Brief 1: According to the text on the Egmore railway terminus, for what sum and in what year did Pulney Andy part with his land?
Brief 2: Turn the paragraph of the Egmore terminus text that opens "Andy’s vast property in Egmore" into a brief bulleted list that keeps its main facts.
Brief 3: Carry on the account of the Egmore railway terminus from the point where it stops.

Text:
· · · ·

Andy’s vast property in Egmore was eyed by the South Indian Railway Company (SIR) as a suitable location for its northern terminus. The SIR resulted from the amalgamation of three companies – the Great Southern Indian Railway Company (GSIRC) established in 1859, the Carnatic Railway Company (CRC) established in 1864, and the Pondicherry Railway Company Limited (PRC) established in the 1870s. The GSIRC operated in the Trichinopoly-Negapatam area while the CRC had its lines in the Conjeevaram-Arkonam region. The PRC was much smaller, limiting itself to eight miles near its headquarters. The SIR was founded in 1874 and took over all three lines.

From then till 1946, when the nationalisation of the railways began, the SIR was a private company, headquartered in Trichinopoly. Its Madras station was Egmore and a photograph in the Sir Robert Stanes collection, now with the Amalgamation Group, testifies to the presence of a station here by the 1880s. But it was only in the early 1900s that the SIR decided to build a proper terminus in the city and negotiations were opened with Pulney Andy. He proved to be a reluctant seller. Spread over 1.83 acres the property had buildings that he considered memorials to his late wife. He wanted them to be used for his Native Church. Also dear to him was an orchard that he had tended on the premises. But with the Collector of Madras bringing pressure to bear, he parted with the land in 1904 for Rs 100,000.

· · · ·

Collected data:
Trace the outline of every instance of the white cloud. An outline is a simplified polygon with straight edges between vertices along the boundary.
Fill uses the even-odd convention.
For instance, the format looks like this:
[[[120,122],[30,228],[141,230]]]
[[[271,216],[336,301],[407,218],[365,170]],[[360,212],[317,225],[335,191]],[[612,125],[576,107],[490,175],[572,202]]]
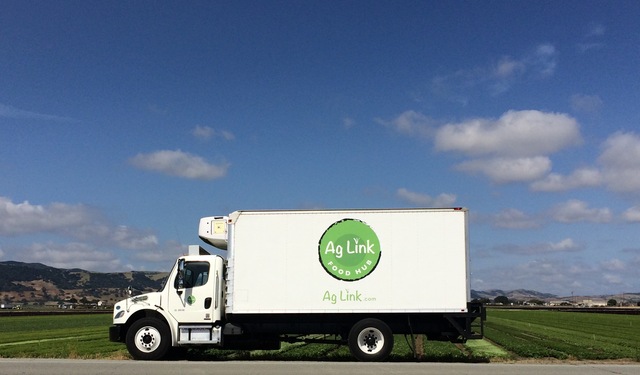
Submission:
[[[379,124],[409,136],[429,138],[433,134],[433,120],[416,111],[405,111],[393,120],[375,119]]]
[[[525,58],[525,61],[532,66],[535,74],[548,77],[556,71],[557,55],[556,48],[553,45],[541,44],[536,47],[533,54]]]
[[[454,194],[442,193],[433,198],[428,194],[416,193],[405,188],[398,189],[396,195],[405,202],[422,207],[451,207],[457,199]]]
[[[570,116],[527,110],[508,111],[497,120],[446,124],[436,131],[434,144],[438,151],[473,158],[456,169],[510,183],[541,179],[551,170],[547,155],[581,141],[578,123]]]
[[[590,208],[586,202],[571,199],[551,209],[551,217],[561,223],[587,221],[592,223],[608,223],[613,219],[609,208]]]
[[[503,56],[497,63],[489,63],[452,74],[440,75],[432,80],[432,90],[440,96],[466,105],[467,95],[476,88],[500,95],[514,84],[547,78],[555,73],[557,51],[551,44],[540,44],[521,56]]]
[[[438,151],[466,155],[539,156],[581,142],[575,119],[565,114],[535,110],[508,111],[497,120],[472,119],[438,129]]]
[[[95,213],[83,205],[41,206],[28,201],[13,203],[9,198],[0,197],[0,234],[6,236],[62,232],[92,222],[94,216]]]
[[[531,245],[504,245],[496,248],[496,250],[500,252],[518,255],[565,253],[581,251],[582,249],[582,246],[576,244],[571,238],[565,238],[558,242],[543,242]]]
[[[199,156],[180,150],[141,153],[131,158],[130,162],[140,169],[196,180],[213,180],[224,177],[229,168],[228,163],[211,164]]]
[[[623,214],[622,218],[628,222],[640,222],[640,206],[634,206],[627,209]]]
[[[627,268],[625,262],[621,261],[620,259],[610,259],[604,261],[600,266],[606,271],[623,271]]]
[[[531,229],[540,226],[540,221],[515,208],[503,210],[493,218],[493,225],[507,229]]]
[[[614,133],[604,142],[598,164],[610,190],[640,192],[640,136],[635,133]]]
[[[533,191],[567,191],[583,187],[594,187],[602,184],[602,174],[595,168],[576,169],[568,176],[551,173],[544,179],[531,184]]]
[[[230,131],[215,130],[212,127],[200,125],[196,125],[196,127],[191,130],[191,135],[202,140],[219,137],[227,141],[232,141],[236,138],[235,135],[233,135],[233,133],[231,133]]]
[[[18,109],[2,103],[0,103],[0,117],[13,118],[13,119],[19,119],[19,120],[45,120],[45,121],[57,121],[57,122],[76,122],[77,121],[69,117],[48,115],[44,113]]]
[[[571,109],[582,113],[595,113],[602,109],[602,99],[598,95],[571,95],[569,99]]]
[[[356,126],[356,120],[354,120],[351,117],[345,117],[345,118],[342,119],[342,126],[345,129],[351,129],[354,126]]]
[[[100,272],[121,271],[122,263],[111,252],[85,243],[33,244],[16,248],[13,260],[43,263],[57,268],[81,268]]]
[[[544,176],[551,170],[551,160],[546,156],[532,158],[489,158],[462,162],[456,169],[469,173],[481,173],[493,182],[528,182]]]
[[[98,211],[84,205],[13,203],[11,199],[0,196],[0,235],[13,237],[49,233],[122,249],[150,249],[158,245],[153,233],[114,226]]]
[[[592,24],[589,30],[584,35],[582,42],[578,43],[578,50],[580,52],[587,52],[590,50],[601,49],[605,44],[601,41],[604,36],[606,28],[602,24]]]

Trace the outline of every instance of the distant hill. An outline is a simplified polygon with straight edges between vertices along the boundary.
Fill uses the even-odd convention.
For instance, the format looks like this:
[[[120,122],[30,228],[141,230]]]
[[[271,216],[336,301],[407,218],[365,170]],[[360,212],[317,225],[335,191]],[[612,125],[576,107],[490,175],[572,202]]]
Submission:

· · · ·

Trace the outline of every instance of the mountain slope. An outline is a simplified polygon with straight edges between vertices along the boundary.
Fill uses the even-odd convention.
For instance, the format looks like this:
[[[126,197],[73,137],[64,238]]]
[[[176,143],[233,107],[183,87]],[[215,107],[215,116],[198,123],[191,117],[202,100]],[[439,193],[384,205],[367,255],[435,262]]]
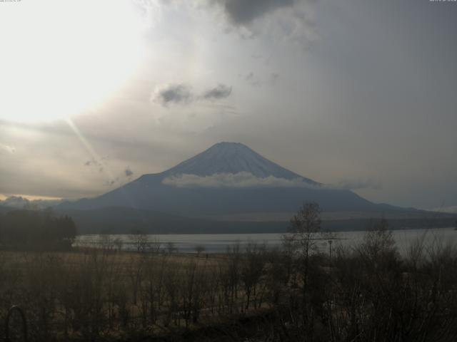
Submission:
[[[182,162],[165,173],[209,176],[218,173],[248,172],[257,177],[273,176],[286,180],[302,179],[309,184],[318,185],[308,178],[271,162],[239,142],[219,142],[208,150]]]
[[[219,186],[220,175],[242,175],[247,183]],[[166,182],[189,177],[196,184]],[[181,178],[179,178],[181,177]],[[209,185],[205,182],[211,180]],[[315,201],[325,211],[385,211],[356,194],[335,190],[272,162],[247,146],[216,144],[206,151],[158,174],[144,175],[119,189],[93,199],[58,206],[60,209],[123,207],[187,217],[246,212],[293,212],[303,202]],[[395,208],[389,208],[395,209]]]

· · · ·

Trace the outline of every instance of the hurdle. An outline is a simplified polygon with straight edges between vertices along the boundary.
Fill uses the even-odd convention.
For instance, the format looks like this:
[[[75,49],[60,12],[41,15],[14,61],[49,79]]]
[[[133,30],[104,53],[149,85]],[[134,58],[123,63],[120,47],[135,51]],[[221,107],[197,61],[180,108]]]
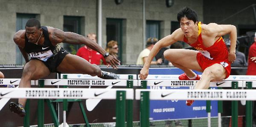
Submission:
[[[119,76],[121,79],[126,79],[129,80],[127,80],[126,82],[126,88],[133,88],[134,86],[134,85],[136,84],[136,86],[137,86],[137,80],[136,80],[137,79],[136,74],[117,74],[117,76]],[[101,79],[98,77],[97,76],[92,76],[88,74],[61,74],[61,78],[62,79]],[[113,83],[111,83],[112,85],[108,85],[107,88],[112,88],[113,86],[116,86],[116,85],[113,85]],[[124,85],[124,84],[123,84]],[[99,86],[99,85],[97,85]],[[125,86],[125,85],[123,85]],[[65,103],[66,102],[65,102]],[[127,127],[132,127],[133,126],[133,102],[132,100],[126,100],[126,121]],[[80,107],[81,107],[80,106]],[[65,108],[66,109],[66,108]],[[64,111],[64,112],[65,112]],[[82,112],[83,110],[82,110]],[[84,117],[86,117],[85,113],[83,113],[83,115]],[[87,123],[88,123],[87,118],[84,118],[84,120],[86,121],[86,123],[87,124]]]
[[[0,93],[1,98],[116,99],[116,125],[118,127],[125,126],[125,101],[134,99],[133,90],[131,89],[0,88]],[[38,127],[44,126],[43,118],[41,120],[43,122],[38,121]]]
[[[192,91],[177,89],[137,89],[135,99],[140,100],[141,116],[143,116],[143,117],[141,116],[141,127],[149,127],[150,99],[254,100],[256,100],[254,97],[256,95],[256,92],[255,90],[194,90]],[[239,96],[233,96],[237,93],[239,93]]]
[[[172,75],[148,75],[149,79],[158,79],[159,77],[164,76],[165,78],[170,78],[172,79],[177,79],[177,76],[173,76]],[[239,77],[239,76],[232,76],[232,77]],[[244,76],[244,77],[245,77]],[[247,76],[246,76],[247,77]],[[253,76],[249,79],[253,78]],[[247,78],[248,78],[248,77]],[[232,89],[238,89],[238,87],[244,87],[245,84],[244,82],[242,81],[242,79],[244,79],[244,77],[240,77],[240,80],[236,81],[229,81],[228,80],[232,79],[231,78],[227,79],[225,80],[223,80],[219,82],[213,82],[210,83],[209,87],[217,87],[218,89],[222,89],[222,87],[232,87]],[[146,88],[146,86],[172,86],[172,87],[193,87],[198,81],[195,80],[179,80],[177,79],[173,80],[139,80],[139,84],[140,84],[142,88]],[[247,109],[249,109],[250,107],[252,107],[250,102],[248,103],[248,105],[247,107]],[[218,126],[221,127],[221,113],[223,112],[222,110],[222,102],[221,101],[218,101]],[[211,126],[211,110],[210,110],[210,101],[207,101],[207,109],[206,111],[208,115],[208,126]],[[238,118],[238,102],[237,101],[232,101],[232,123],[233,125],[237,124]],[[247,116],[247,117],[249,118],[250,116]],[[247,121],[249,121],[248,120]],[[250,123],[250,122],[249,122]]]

· · · ·

Written answer 1: He sold it for Rs 100,000 in 1904.

Written answer 2:
- The South Indian Railway Company (SIR) saw Andy’s large Egmore property as a good site for its northern terminus.
- The SIR was formed by merging three companies:
  - the Great Southern Indian Railway Company (GSIRC), established in 1859, which operated in the Trichinopoly-Negapatam area
  - the Carnatic Railway Company (CRC), established in 1864, whose lines ran in the Conjeevaram-Arkonam region
  - the Pondicherry Railway Company Limited (PRC), established in the 1870s, which was much smaller and covered only eight miles near its headquarters
- The SIR was founded in 1874 and took over all three lines.

Written answer 3:
Work began on the station, considered to be larger than London’s Charing Cross, with dimensions of 300ft by 70ft. The design was by Henry Irwin and E. C. Bird. The contractor was T. Samynada Pillai of Bangalore who also ­constructed the Madura and Trichinopoly stations of the SIR. The Egmore ­station cost Rs. 17 lakh to build and was completed in 1908. It was one of the early instances of usage of concrete in Madras. The structure also had another first – incorporation of Dravidian motifs within the Indo-Saracenic genre. The station has had two extensions – one in 1930 and another in 1980. Rather surprisingly, the later addition is more in keeping with the original design than the earlier one – its pyramidal and truncated domes having been described as ­bulbous and squat and “far from an architectural masterpiece”. The elephant logo of the SIR can still be seen over the entrance porch. There were other attractions – a drive-in platform and a stained-glass-and-timber dream of a refreshment room, the latter operated by Spencer’s.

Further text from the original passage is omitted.